• [Excerpt to read]
* Begin *

The silence from Mayor Emanuel and the council members was yet another slap in the face to the more than 110 African-American victims of Chicago police torture and to the African-American community as a whole. On July 23 after the finance committee of the city council gave preliminary approval to his settlement, Tillman called for such an apology:

The evidence in my case shows without doubt that I am innocent and was tortured as part of a longtime conspiracy led by Jon Burge to torture confessions from black men. I feel that Mayor Emanuel, speaking for the city, should definitely apologize to me, to my family, and to everyone else who suffered because of this conspiracy.

As one of Michael Tillman's lawyers, I first privately conveyed this request to Mayor Emanuel through his lawyers, then publicly suggested a mayoral apology in a recent Chicago Sun Times op-ed, and again in a July 23 statement, in which I stated that:

This symbolic act, which the mayor can appropriately perform when Michael Tillman's settlement is formally presented to the entire Chicago City Council for approval on Wednesday, is not only important to Mr. Tillman, his family, and to all survivors of police torture, but is also vital to the entire community's healing process.

* End *

• [Do this]
Answer these questions from the excerpt about Michael Tillman's settlement:
1. How many African-American victims of Chicago police torture does it mention?
2. Who did Tillman say led the conspiracy to torture confessions?
3. On what day of the week would the settlement go to the entire Chicago City Council for approval?

• [Raw data]
* Begin *

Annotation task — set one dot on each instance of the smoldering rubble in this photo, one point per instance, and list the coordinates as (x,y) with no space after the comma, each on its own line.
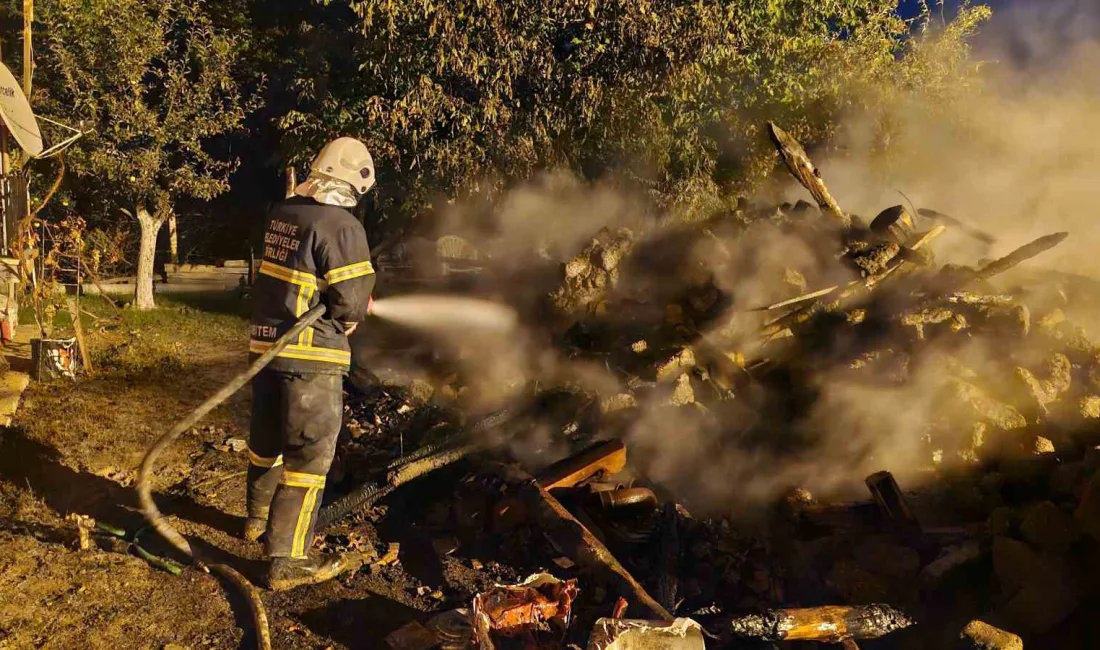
(782,423)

* End *

• [Written solution]
1. More than 110.
2. Jon Burge.
3. Wednesday.